*** Data for this exercise Section Begins ***
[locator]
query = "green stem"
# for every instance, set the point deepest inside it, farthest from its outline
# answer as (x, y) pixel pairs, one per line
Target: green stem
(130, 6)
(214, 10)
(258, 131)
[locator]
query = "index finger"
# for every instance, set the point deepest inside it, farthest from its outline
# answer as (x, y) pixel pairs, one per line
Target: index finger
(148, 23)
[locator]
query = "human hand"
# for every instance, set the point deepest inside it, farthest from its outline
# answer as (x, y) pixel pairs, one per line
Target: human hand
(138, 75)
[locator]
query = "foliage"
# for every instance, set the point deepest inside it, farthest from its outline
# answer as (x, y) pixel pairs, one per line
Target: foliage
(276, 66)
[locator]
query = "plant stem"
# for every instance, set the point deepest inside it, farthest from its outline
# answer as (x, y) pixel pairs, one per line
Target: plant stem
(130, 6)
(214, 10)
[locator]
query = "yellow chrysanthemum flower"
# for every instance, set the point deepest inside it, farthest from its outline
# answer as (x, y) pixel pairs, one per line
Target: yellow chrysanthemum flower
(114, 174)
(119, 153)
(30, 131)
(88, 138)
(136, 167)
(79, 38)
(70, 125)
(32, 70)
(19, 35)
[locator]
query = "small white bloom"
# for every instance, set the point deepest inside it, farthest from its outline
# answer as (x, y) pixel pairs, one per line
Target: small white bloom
*** Data for this exercise Section Ends ***
## Problem to solve
If a line in the listing contains the string "white", copy it.

## Task solution
query = "small white bloom"
Target: small white bloom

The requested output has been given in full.